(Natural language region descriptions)

+---+

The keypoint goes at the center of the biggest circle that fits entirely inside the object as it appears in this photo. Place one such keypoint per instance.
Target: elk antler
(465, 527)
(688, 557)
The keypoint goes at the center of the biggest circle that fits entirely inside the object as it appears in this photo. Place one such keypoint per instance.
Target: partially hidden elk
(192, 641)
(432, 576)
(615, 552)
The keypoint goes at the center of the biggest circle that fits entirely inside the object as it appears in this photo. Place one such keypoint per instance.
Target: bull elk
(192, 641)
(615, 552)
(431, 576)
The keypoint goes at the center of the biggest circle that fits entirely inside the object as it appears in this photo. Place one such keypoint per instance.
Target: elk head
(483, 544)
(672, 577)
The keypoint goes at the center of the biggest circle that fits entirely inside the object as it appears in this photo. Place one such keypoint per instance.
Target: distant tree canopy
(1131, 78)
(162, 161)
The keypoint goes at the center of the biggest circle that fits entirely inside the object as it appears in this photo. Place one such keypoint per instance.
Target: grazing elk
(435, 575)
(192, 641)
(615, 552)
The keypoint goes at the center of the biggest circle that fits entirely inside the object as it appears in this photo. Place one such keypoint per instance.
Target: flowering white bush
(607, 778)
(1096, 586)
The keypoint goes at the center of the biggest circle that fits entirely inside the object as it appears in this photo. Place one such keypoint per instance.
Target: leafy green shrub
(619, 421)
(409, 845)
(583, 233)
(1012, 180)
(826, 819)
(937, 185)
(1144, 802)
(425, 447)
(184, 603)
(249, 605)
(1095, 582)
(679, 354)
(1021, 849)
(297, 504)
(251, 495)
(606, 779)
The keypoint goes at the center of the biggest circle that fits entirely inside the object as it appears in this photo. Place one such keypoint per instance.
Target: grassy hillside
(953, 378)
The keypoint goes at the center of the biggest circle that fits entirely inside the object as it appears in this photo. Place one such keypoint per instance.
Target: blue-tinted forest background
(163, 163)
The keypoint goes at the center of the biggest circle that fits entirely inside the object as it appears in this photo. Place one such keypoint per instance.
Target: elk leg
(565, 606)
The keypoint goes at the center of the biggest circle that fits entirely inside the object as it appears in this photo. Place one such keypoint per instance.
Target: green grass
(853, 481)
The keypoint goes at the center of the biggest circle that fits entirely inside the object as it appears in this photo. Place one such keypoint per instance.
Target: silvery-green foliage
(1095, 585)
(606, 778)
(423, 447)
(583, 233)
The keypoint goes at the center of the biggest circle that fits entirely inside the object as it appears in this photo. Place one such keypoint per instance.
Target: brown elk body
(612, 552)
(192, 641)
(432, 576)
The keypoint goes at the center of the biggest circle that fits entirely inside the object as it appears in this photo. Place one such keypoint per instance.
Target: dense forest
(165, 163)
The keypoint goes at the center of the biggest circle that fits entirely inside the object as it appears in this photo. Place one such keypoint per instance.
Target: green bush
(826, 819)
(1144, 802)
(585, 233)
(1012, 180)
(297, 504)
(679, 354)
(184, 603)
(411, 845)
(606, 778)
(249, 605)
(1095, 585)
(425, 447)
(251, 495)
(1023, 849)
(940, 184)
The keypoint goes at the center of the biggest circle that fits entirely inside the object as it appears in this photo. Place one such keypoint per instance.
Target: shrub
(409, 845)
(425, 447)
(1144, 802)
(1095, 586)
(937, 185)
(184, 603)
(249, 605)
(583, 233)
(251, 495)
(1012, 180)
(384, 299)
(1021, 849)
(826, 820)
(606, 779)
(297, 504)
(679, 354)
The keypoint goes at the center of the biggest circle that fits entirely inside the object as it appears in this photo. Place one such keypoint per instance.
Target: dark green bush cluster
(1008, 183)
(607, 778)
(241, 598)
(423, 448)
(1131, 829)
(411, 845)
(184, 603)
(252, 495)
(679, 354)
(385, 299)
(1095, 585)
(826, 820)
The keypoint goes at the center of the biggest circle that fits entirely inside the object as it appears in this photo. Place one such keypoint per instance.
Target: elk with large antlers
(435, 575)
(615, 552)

+---+

Your goal:
The task calls for all the records above to be repeated exactly.

Written reply:
The keypoint goes at the center of the biggest circle that fits entirely inside the object as it appears in this photo. Place one such keypoint per instance.
Target: elk antler
(465, 527)
(688, 557)
The keypoint goes at the center of the biggest circle that fits entirely inside the object as it appears in this photo. Place one such keypoint per instance.
Target: partially hidden elk
(192, 641)
(432, 576)
(615, 552)
The keypoint goes at the center of the biggest circle that fits entirely inside the object as it appears in this photo. Place one such keypoint per instance.
Target: bull elk
(192, 641)
(615, 552)
(431, 576)
The keypoint goes at the center of the biggest circle that fits entirely inside the object as it appears in this photo. Place one such keypoint per instance.
Target: elk head
(483, 544)
(672, 577)
The keypoint goes at the center of the biggest circle that fits entirely inside the object as it appears in this photo. Place one such keypoint per instance.
Target: distant tree canopy
(1131, 78)
(162, 161)
The keypoint goes at the center of the biggest circle that fits entirely inside the object as it appears in this photo. Place one such keypoint per instance.
Target: grazing elk
(435, 575)
(192, 641)
(615, 552)
The keypoint goes at the center of the biggest circle that fits entirely inside the object as it appears in this photo. Place one such keypoint per instance.
Target: flowering white bush
(607, 778)
(1096, 586)
The keypoint goes at the center of the biggest circle that fits entirely inside the object as it appears in this photo. Place one such keypoint per instance.
Target: leafy green shrub
(619, 421)
(409, 845)
(583, 233)
(1012, 180)
(826, 819)
(937, 185)
(1144, 802)
(425, 447)
(184, 603)
(249, 605)
(1095, 582)
(679, 354)
(1021, 849)
(297, 504)
(251, 495)
(606, 779)
The keypoint goes at the center of the biggest circle that fits entirely inside the object as it appears in this photo. Place one such keypoint per instance.
Target: grassy hillside
(953, 378)
The keypoint goes at the center of the biggest circle that fits entirely inside the object as it appears in this photo. Place one such keypoint per instance.
Target: blue-tinted forest background
(163, 163)
The keypoint goes at the center of the biggest circle that fits entirely inside the object as it appears in this photo. Place one such keypoint per instance.
Target: elk leg
(565, 606)
The keypoint goes at the center of the biggest circle that fits entirely inside the object as it appears in this photo. Place one such keypoint per instance.
Target: green grass
(853, 481)
The keypoint goes at the center of the biggest circle that fits entirely inside the object as it appears in this photo. Place one such keypoint per instance.
Target: silvery-green foliage
(1095, 585)
(606, 778)
(423, 447)
(583, 233)
The keypoint goes at the center of the biggest circle that fits entirely inside the object as it appears in this photo. Place one such keypoint per instance.
Target: brown elk body
(612, 552)
(192, 641)
(432, 576)
The keypoint goes at the center of the biggest circle that fits entirely inside the object as it appears in this photo. Place one such keypoint per instance.
Target: dense forest
(165, 163)
The keypoint goes at the center of the biggest circle that fits entirely inside the object as it appears in this photo. Place one such keypoint per instance.
Target: green bush
(826, 819)
(1144, 802)
(585, 233)
(1012, 180)
(297, 504)
(679, 354)
(184, 603)
(411, 845)
(606, 778)
(249, 605)
(1095, 585)
(425, 447)
(251, 495)
(1023, 849)
(940, 184)
The keypoint goes at the center of the biggest circle that fits entirely inside the object as it appears in this photo. Place one such keypoint per instance.
Target: shrub
(409, 845)
(425, 447)
(1144, 802)
(1095, 586)
(937, 185)
(184, 603)
(249, 605)
(583, 233)
(251, 495)
(1012, 180)
(384, 299)
(1021, 849)
(826, 820)
(606, 779)
(297, 504)
(679, 354)
The keypoint goes at the center of the biggest circle that fits entirely inside the object as it appears in this photo. Place one such keypoint per instance.
Target: dark green bush cluster
(1008, 183)
(607, 778)
(241, 598)
(423, 448)
(1131, 829)
(411, 845)
(184, 603)
(252, 495)
(679, 354)
(385, 299)
(1095, 585)
(826, 820)
The keypoint goes at the center of the biggest circle that fits entirely inside the object as it appears in this photo. Place one such keypoint per instance.
Target: elk with large antlers
(435, 575)
(615, 552)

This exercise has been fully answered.